+++ Material for this exercise +++

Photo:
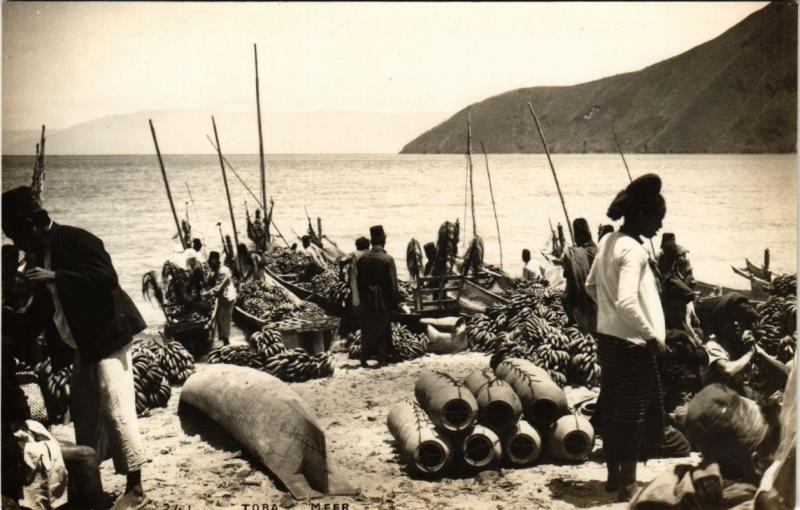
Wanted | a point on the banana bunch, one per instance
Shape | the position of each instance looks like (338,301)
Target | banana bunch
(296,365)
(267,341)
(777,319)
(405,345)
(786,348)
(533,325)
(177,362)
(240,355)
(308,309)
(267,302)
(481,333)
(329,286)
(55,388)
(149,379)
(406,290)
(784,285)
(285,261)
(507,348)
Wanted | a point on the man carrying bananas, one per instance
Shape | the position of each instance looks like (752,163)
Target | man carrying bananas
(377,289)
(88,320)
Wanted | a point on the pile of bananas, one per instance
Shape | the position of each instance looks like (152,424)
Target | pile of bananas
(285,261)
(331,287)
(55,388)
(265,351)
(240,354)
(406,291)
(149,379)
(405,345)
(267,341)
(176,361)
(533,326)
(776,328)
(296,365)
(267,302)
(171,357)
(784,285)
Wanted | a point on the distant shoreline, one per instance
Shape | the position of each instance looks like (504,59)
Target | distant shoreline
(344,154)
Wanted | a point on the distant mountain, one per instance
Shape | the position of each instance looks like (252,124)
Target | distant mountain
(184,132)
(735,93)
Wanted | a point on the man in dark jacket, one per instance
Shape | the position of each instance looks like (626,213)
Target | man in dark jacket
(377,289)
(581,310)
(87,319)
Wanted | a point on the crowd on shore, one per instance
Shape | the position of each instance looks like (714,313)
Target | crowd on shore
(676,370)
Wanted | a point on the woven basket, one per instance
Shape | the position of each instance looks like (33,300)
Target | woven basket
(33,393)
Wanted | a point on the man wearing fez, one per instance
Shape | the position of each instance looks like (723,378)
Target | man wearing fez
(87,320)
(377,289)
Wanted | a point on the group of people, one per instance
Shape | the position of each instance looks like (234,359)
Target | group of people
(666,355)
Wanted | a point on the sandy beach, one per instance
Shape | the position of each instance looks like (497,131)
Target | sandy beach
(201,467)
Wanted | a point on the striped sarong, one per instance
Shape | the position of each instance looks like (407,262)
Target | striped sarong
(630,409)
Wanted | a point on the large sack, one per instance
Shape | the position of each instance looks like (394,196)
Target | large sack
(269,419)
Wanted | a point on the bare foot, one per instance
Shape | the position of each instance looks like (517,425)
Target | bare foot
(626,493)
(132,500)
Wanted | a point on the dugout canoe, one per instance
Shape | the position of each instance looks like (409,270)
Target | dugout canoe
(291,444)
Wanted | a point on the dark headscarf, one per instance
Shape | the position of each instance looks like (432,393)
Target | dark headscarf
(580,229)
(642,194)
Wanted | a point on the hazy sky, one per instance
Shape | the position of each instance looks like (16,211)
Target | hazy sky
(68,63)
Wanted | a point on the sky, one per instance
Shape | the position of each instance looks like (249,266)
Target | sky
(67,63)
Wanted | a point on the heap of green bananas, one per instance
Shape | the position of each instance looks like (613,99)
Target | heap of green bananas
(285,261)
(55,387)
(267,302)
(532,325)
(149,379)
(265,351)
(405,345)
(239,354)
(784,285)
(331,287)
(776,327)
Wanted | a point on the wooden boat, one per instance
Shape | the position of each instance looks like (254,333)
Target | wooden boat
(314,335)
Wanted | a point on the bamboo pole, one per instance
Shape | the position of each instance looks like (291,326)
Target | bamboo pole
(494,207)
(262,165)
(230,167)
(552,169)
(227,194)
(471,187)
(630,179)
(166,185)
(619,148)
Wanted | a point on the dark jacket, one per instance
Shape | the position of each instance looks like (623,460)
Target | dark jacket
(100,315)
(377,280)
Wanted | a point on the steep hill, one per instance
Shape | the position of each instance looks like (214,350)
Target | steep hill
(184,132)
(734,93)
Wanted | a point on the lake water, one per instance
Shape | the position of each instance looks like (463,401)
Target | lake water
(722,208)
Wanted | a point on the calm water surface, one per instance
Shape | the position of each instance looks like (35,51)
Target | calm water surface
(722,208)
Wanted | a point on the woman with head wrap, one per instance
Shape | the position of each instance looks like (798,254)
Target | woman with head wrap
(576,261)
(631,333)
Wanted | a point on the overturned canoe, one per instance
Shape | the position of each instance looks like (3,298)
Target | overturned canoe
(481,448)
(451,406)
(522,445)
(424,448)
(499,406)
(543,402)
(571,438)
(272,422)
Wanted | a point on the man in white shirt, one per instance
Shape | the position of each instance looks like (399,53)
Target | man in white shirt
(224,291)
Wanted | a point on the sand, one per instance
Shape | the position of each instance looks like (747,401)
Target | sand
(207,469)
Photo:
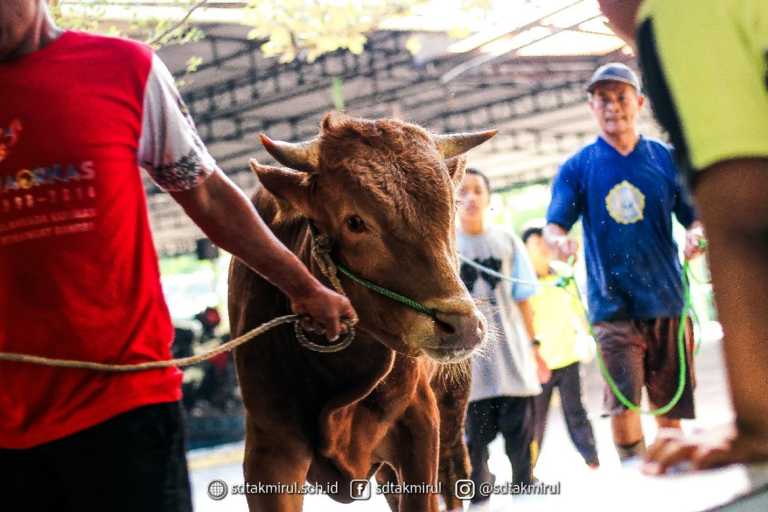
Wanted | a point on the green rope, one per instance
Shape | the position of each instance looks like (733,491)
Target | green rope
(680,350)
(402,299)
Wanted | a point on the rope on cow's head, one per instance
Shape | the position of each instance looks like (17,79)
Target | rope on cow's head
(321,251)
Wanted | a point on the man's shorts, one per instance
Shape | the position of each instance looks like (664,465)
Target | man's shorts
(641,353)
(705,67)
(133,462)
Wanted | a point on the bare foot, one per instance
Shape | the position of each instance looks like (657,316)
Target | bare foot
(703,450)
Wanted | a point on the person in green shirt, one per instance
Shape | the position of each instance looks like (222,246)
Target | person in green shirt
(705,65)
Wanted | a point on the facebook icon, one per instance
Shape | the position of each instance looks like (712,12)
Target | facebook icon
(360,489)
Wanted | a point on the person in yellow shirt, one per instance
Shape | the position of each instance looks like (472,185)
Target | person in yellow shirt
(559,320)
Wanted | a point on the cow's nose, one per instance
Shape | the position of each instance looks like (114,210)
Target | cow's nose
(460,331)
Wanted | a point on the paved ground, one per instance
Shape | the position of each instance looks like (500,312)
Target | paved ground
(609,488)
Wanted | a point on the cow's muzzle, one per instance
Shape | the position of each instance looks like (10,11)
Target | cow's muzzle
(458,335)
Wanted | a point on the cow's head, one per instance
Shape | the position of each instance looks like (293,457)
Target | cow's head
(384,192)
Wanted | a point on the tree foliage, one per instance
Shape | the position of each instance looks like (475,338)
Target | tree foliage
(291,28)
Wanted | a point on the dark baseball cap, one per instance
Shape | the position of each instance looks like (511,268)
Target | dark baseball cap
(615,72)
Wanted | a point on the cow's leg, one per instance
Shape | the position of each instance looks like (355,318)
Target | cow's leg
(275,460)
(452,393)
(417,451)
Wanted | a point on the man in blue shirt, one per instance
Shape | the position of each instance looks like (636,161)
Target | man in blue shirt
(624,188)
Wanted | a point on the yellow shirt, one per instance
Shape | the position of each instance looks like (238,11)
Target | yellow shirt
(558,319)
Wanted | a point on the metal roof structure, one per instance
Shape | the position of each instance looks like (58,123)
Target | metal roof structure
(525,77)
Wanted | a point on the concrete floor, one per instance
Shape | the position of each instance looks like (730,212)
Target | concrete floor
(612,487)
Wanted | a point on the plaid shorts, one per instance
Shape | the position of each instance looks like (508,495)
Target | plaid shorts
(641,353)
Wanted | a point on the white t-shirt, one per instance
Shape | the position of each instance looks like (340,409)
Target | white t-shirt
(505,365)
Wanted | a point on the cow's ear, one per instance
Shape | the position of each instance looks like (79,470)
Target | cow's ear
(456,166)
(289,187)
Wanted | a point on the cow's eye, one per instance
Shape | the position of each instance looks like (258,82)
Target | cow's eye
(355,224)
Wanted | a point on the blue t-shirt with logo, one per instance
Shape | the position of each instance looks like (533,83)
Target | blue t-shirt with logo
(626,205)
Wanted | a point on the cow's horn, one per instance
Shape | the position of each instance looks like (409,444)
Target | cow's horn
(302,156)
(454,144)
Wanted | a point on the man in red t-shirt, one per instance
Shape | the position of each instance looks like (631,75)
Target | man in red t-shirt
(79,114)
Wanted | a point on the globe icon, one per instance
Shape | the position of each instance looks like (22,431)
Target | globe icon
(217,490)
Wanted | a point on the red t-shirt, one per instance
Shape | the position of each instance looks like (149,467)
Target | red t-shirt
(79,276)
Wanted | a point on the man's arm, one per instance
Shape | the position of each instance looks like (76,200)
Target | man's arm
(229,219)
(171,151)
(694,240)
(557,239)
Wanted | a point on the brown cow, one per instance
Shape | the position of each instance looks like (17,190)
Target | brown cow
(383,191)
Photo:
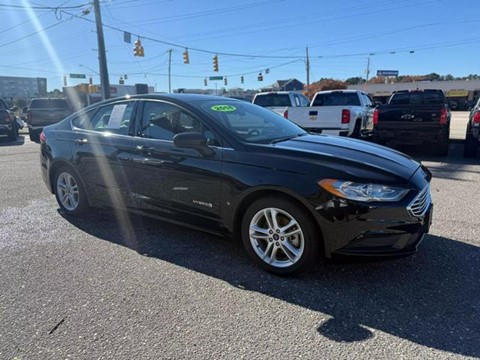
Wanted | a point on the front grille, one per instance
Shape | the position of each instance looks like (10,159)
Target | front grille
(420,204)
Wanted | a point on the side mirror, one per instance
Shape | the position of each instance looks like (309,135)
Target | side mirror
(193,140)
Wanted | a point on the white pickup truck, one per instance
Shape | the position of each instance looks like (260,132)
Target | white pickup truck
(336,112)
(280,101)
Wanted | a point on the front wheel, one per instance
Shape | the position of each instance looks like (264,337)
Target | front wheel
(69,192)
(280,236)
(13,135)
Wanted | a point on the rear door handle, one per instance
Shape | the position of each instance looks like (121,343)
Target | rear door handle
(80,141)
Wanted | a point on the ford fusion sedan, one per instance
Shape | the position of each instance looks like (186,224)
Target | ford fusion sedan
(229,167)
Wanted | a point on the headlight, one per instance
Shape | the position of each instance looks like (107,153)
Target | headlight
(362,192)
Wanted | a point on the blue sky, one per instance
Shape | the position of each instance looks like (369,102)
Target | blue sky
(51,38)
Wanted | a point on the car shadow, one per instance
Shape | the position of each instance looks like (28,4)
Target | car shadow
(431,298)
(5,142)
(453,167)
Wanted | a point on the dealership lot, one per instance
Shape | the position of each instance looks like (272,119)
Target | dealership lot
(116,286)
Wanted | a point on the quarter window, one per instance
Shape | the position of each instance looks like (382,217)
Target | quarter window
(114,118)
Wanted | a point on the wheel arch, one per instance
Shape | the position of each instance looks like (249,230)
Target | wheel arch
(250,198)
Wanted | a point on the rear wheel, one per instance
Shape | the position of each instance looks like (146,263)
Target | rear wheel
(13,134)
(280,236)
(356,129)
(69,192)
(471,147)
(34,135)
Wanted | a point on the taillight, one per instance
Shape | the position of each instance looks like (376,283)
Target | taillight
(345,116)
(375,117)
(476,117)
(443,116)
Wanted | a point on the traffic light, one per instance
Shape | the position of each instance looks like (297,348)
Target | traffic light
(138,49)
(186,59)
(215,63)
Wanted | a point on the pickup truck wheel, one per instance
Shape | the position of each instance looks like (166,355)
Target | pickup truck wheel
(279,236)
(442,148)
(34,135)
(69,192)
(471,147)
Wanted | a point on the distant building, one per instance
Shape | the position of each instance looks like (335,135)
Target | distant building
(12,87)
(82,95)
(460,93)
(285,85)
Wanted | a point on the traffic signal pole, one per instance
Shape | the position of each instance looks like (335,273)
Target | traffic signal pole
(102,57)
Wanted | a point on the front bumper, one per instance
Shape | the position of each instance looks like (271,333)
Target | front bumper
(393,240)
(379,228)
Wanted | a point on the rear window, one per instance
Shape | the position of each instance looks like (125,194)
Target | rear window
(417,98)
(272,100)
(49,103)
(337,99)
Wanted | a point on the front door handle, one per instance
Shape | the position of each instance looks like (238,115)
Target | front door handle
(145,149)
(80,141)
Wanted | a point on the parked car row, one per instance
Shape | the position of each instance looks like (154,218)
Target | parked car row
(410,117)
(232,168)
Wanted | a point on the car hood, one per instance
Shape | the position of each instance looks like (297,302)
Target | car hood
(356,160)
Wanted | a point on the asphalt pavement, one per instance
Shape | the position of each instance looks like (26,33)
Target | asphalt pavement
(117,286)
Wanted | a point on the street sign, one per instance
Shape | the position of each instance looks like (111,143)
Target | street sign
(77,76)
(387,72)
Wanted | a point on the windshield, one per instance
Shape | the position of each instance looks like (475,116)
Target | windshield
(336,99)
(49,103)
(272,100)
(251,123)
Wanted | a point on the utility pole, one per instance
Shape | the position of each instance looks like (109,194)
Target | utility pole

+++

- **What is expected**
Begin at the top of the material above and output each line exactly, stopping after the line that holds "Wanted | a point on the crowd". Leave out pictures.

- **Exercise response**
Photo:
Wanted | a point on the banana bunch, one per instance
Shape | the position of each instance looks like (338,301)
Target | banana bunch
(296,365)
(267,341)
(777,319)
(405,345)
(786,348)
(533,325)
(177,362)
(240,355)
(308,309)
(267,302)
(481,333)
(329,286)
(55,388)
(149,379)
(406,290)
(784,285)
(285,261)
(507,348)
Wanted | a point on the man carrying bananas, one per instance
Shape | the position of each instance looks like (752,163)
Target | man carrying bananas
(377,289)
(88,320)
Wanted | a point on the pile of bananas, one per instance
Shape | the position of each instance looks like (152,424)
Target | pile of bananas
(285,261)
(331,287)
(55,388)
(265,351)
(240,354)
(406,291)
(149,379)
(405,345)
(267,341)
(176,361)
(533,326)
(776,328)
(296,365)
(267,302)
(171,357)
(784,285)
Wanted | a point on the distant shoreline, one per instance
Shape | the position of each instance looks like (504,59)
Target | distant shoreline
(344,154)
Wanted | a point on the distant mountain, one per instance
Shape | the position of each instance looks like (252,124)
Target | distant mountain
(184,132)
(735,93)
Wanted | a point on the man in dark jacket, one per instance
Shape | the position of each instance looks like (626,213)
Target | man in dark jacket
(377,289)
(581,310)
(87,319)
Wanted | a point on the crowd on shore, one per instance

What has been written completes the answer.